_Work order_: Your job is to transcribe the material exactly, every line included.

_Materials provided_:
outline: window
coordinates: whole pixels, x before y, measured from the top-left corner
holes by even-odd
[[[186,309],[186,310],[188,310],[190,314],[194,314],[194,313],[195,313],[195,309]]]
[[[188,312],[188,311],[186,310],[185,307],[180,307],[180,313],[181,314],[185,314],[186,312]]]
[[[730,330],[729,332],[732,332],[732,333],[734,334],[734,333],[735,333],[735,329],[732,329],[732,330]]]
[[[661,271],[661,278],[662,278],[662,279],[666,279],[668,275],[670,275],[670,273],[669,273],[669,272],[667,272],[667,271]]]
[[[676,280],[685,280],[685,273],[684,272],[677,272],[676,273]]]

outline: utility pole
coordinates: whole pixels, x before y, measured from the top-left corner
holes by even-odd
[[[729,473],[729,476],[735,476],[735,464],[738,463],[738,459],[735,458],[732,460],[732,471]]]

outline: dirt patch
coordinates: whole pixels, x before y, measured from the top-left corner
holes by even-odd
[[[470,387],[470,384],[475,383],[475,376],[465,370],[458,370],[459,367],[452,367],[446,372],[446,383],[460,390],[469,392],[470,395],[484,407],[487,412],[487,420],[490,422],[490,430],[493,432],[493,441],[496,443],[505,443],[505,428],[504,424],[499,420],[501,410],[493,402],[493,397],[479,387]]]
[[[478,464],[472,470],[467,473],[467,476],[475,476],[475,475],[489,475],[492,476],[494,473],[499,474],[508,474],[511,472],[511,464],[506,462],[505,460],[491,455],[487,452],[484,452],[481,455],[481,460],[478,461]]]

_Written solution_:
outline: window
coordinates: whole pixels, x before y, measured from the top-left corner
holes by even-odd
[[[186,309],[186,310],[188,310],[190,314],[194,314],[194,313],[195,313],[195,309]]]
[[[188,312],[188,311],[186,310],[185,307],[180,307],[180,313],[181,314],[185,314],[186,312]]]
[[[730,330],[729,332],[732,332],[732,333],[734,334],[734,333],[735,333],[735,329],[732,329],[732,330]]]
[[[661,271],[661,278],[662,278],[662,279],[666,279],[668,275],[670,275],[670,273],[669,273],[669,272],[667,272],[667,271]]]
[[[676,280],[685,280],[685,273],[684,272],[677,272],[676,273]]]

outline: utility pole
coordinates: whole pixels, x before y, measured from the top-left corner
holes by even-odd
[[[729,473],[729,476],[735,476],[735,464],[738,463],[738,459],[735,458],[732,460],[732,471]]]

outline: dirt patch
coordinates: whole pixels, x before y, measured from the top-left corner
holes by even-odd
[[[470,387],[470,384],[475,383],[475,376],[465,370],[458,370],[459,367],[452,367],[446,372],[446,383],[460,390],[469,392],[470,395],[484,407],[487,412],[487,420],[490,422],[490,430],[493,432],[493,441],[496,443],[505,443],[505,428],[504,424],[499,420],[501,410],[493,402],[493,397],[479,387]]]
[[[478,464],[472,470],[467,473],[467,476],[475,476],[475,475],[489,475],[492,476],[494,473],[499,474],[508,474],[511,472],[511,464],[506,462],[505,460],[491,455],[487,452],[484,452],[481,455],[481,460],[478,461]]]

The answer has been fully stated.